▸ Dataset:
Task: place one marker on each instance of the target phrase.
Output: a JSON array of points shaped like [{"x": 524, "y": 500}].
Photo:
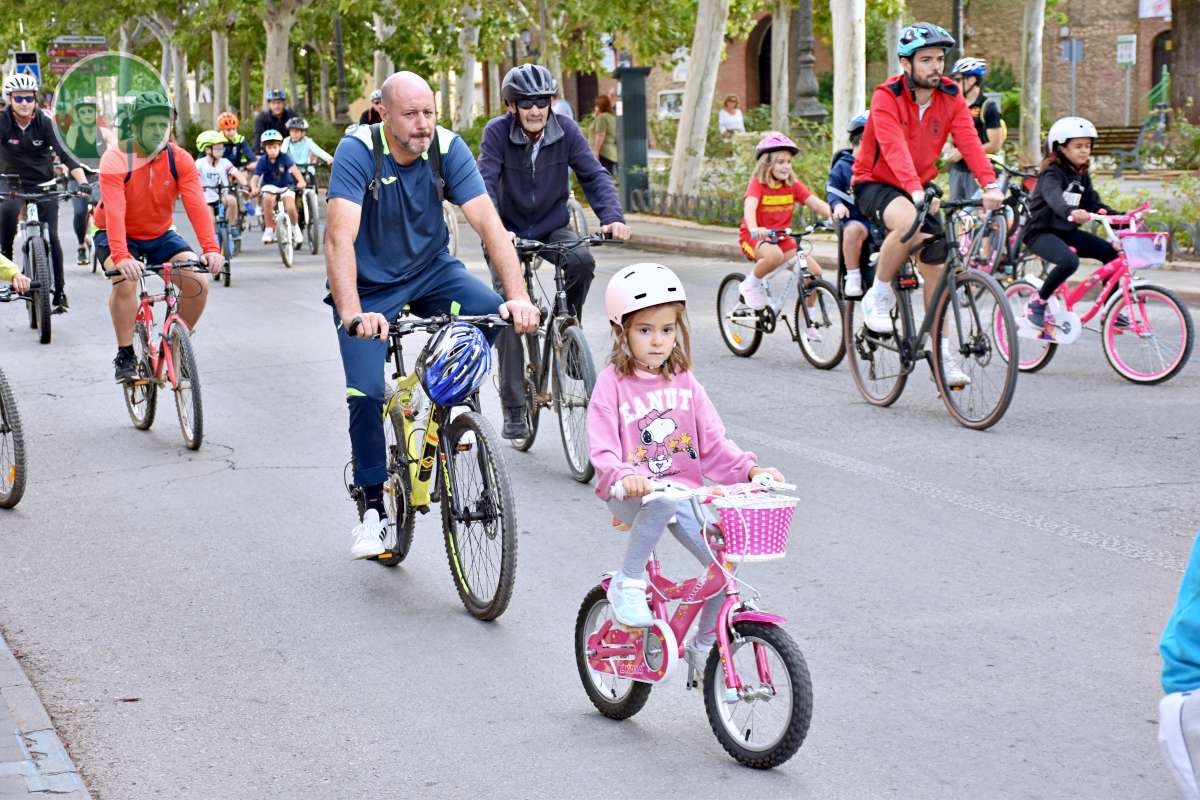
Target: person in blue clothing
[
  {"x": 856, "y": 228},
  {"x": 387, "y": 247},
  {"x": 270, "y": 181},
  {"x": 1179, "y": 711},
  {"x": 525, "y": 157}
]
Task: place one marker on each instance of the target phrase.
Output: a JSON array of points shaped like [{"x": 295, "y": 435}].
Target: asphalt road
[{"x": 979, "y": 611}]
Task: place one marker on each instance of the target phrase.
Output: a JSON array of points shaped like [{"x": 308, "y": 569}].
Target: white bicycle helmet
[
  {"x": 19, "y": 82},
  {"x": 641, "y": 286},
  {"x": 1069, "y": 127}
]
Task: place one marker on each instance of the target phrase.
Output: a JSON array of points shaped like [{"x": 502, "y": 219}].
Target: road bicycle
[
  {"x": 756, "y": 685},
  {"x": 1146, "y": 331},
  {"x": 816, "y": 328},
  {"x": 965, "y": 305},
  {"x": 453, "y": 456},
  {"x": 165, "y": 355},
  {"x": 558, "y": 349}
]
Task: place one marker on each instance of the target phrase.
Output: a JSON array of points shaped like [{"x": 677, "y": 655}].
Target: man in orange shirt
[{"x": 139, "y": 181}]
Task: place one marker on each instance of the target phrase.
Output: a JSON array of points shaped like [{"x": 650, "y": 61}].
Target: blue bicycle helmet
[
  {"x": 454, "y": 364},
  {"x": 921, "y": 35}
]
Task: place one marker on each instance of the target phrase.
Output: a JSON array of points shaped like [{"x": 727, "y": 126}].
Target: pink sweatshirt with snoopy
[{"x": 661, "y": 429}]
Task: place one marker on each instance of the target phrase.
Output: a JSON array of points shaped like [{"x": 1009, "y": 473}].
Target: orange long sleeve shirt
[{"x": 143, "y": 208}]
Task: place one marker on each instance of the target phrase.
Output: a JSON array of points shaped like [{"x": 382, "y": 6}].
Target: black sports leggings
[
  {"x": 48, "y": 212},
  {"x": 1056, "y": 250}
]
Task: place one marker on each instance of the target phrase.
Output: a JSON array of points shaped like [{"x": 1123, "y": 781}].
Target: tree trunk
[
  {"x": 1032, "y": 25},
  {"x": 779, "y": 66},
  {"x": 1186, "y": 48},
  {"x": 849, "y": 66},
  {"x": 220, "y": 73},
  {"x": 697, "y": 97}
]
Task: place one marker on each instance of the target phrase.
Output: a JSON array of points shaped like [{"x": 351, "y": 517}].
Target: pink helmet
[
  {"x": 773, "y": 142},
  {"x": 641, "y": 286}
]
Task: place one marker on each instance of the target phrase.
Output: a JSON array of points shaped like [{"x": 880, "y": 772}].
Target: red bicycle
[{"x": 165, "y": 356}]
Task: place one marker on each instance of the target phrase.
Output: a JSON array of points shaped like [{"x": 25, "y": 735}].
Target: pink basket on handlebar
[
  {"x": 755, "y": 527},
  {"x": 1144, "y": 248}
]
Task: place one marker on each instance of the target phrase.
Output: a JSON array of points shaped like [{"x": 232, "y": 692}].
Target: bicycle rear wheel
[
  {"x": 575, "y": 376},
  {"x": 827, "y": 350},
  {"x": 1157, "y": 341},
  {"x": 187, "y": 386},
  {"x": 874, "y": 360},
  {"x": 983, "y": 402},
  {"x": 142, "y": 395},
  {"x": 12, "y": 449},
  {"x": 478, "y": 516}
]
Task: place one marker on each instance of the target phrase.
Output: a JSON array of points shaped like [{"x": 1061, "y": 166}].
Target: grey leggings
[{"x": 648, "y": 523}]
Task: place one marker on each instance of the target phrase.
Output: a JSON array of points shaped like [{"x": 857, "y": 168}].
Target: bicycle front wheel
[
  {"x": 874, "y": 360},
  {"x": 1153, "y": 341},
  {"x": 973, "y": 340},
  {"x": 12, "y": 449},
  {"x": 478, "y": 516},
  {"x": 822, "y": 343},
  {"x": 575, "y": 376},
  {"x": 187, "y": 388}
]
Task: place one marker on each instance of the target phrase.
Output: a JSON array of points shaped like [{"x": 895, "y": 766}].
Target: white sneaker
[
  {"x": 853, "y": 283},
  {"x": 369, "y": 536},
  {"x": 628, "y": 600},
  {"x": 753, "y": 294},
  {"x": 876, "y": 311},
  {"x": 954, "y": 376}
]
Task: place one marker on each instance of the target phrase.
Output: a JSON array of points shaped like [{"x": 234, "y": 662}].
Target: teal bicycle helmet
[{"x": 454, "y": 364}]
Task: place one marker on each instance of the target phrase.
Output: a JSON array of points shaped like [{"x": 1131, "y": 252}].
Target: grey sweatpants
[{"x": 649, "y": 521}]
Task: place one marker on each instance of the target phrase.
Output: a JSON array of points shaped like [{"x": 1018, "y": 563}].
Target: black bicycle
[
  {"x": 558, "y": 349},
  {"x": 965, "y": 306}
]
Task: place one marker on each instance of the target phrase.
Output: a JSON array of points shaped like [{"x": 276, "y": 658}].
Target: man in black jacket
[{"x": 28, "y": 143}]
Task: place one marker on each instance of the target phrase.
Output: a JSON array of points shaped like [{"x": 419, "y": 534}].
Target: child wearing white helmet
[
  {"x": 649, "y": 419},
  {"x": 1060, "y": 203}
]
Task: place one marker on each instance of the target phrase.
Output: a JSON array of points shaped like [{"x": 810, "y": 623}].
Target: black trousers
[
  {"x": 580, "y": 268},
  {"x": 1056, "y": 248},
  {"x": 48, "y": 212}
]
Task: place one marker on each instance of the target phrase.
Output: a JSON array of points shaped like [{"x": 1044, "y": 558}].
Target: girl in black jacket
[{"x": 1061, "y": 202}]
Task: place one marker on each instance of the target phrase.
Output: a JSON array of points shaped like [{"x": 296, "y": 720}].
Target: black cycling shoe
[
  {"x": 515, "y": 423},
  {"x": 125, "y": 367}
]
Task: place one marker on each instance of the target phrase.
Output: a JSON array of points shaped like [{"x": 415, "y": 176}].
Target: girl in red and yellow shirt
[{"x": 771, "y": 200}]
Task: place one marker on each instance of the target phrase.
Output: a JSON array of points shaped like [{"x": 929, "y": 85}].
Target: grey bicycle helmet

▸ Stated exercise:
The data should be printed again unchanged; leave its pictures out.

▸ Result:
Task: place one marker on each instance of the target phrase.
Output: a JSON array of points shaped like [{"x": 524, "y": 500}].
Photo:
Target: person in blue clothing
[
  {"x": 856, "y": 228},
  {"x": 387, "y": 247},
  {"x": 270, "y": 181},
  {"x": 1179, "y": 711},
  {"x": 525, "y": 157}
]
Task: place one marker on each instance of the target phrase.
Output: a JSON array of points shaped like [{"x": 295, "y": 435}].
Target: asphalt road
[{"x": 979, "y": 611}]
Task: place one marker on each instance of the target phrase.
Output: a JSON array of points shaped like [{"x": 308, "y": 569}].
Target: white bicycle helmet
[
  {"x": 19, "y": 82},
  {"x": 641, "y": 286},
  {"x": 1069, "y": 127}
]
Task: place one marker on each instance of the target phrase.
Output: a JSON array of points shaped like [{"x": 502, "y": 219}].
Target: road bicycle
[
  {"x": 756, "y": 685},
  {"x": 1146, "y": 331},
  {"x": 816, "y": 328},
  {"x": 965, "y": 305},
  {"x": 453, "y": 456},
  {"x": 165, "y": 355},
  {"x": 558, "y": 349}
]
Task: place one marker on each instance of the target phrase.
Output: a JSON array of points shaped like [{"x": 677, "y": 655}].
Target: man in orange shirt
[{"x": 139, "y": 181}]
Task: place one marker on each instance of the target phrase.
Output: a JSON array of points shaped like [{"x": 650, "y": 61}].
Target: blue bicycle helmet
[
  {"x": 454, "y": 364},
  {"x": 921, "y": 35}
]
Task: place one marker on each instance of the target phrase.
Output: a JSON array of points shaped like [{"x": 727, "y": 126}].
Target: pink sweatshirt with snoopy
[{"x": 661, "y": 429}]
Task: place one marker on each instance of the target phrase.
Output: a JSON array of points shaped like [{"x": 1009, "y": 473}].
Target: orange long sleeve shirt
[{"x": 143, "y": 208}]
Task: place one marker on each instance of the target phrase.
Output: a JSON array of points shaped like [{"x": 382, "y": 6}].
Target: black sports leggings
[
  {"x": 48, "y": 212},
  {"x": 1056, "y": 250}
]
Task: place one marker on each instance of the target phrase.
Output: a JSON array of points shaped like [{"x": 1123, "y": 781}].
Target: tree trunk
[
  {"x": 1032, "y": 25},
  {"x": 779, "y": 66},
  {"x": 1186, "y": 48},
  {"x": 849, "y": 66},
  {"x": 220, "y": 73},
  {"x": 697, "y": 97}
]
Task: place one marker on each instance of the target phrase.
Output: a JSON array of points shaped like [{"x": 351, "y": 517}].
Target: pink helmet
[
  {"x": 773, "y": 142},
  {"x": 641, "y": 286}
]
Task: place one marker on each instance of the target phrase.
Output: a JSON array of points shaped like [{"x": 880, "y": 772}].
Target: red bicycle
[{"x": 165, "y": 356}]
Task: place one marker on each instance of the target phrase.
Output: a JSON array of points shaped like [{"x": 25, "y": 735}].
Target: pink basket on handlebar
[
  {"x": 755, "y": 527},
  {"x": 1144, "y": 248}
]
Task: place one marker on each instance of the target phrase.
Output: a JSON array of points shaped like [{"x": 232, "y": 692}].
Target: bicycle rear wheel
[
  {"x": 575, "y": 376},
  {"x": 827, "y": 350},
  {"x": 1157, "y": 341},
  {"x": 187, "y": 386},
  {"x": 874, "y": 360},
  {"x": 983, "y": 402},
  {"x": 142, "y": 395},
  {"x": 12, "y": 449},
  {"x": 478, "y": 516}
]
Task: place one marker on each instance of the target phrase.
Output: a JSON array of points shaped like [{"x": 1061, "y": 166}].
Target: grey leggings
[{"x": 648, "y": 523}]
Task: place one marker on each instance of the target phrase.
Output: a JSON array of points shaped like [{"x": 857, "y": 168}].
Target: bicycle front wheel
[
  {"x": 874, "y": 360},
  {"x": 1153, "y": 341},
  {"x": 973, "y": 340},
  {"x": 12, "y": 449},
  {"x": 478, "y": 516},
  {"x": 822, "y": 343},
  {"x": 575, "y": 376},
  {"x": 187, "y": 388}
]
Task: place one marker on each instance of the target phrase.
Output: a JSON array of points shaped like [{"x": 895, "y": 766}].
Target: white sneaker
[
  {"x": 853, "y": 283},
  {"x": 369, "y": 536},
  {"x": 628, "y": 600},
  {"x": 753, "y": 294},
  {"x": 876, "y": 311},
  {"x": 954, "y": 376}
]
Task: place one marker on each instance of the target phrase.
Output: a JSON array of points shaped like [{"x": 234, "y": 662}].
Target: teal bicycle helmet
[{"x": 454, "y": 364}]
Task: place one marker on each instance of the target phrase.
Output: a JSON array of points shaped like [{"x": 1131, "y": 252}].
Target: grey sweatpants
[{"x": 649, "y": 521}]
Task: place one marker on each instance of the target phrase.
Output: a JSON array of points shaped like [{"x": 1018, "y": 563}].
Target: black bicycle
[
  {"x": 558, "y": 349},
  {"x": 965, "y": 306}
]
Task: place one marker on each instance of the target phrase.
Output: a JSON array of points shaped like [{"x": 276, "y": 658}].
Target: man in black jacket
[{"x": 28, "y": 143}]
Task: place one marker on each instance of the target phrase.
Output: a JSON array of points shaped like [{"x": 419, "y": 534}].
Target: child wearing white helmet
[
  {"x": 649, "y": 419},
  {"x": 1060, "y": 203}
]
Task: place one marker on each instance of the target phrase.
Output: a JSON array of points shaped like [{"x": 810, "y": 623}].
Target: black trousers
[
  {"x": 580, "y": 268},
  {"x": 1056, "y": 248},
  {"x": 48, "y": 212}
]
Task: place one marker on each instance of the target phrase.
Output: a JSON array of points shaped like [{"x": 1044, "y": 558}].
Target: girl in black jacket
[{"x": 1061, "y": 202}]
Task: place one marker on each instance of the target phrase.
Output: a JSON array of points shaped like [{"x": 296, "y": 720}].
Target: black cycling shoe
[
  {"x": 515, "y": 423},
  {"x": 125, "y": 367}
]
Task: place one marker on each instance of the target phrase.
Output: a JSON array of points shaped like [{"x": 415, "y": 176}].
Target: girl in red and yellow shirt
[{"x": 771, "y": 200}]
Task: place one marker on each instance of the target phrase.
Output: a JSON array of points shaped like [{"x": 929, "y": 85}].
Target: grey bicycle helmet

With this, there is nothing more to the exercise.